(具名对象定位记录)
▬▬▬▬▬▬▬▬▬▬

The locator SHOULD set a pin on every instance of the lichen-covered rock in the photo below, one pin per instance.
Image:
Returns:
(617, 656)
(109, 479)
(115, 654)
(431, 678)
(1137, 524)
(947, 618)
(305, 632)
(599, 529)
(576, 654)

▬▬▬▬▬▬▬▬▬▬

▶ 挑战任务: 请将上方全部条目逐行照原样打印出来。

▶ 参考解答:
The locator SHOULD set a pin on every instance of the lichen-covered rock in the photo below, one pin per instance.
Image:
Returns:
(617, 656)
(109, 479)
(115, 654)
(431, 678)
(1137, 524)
(947, 618)
(305, 632)
(599, 529)
(576, 654)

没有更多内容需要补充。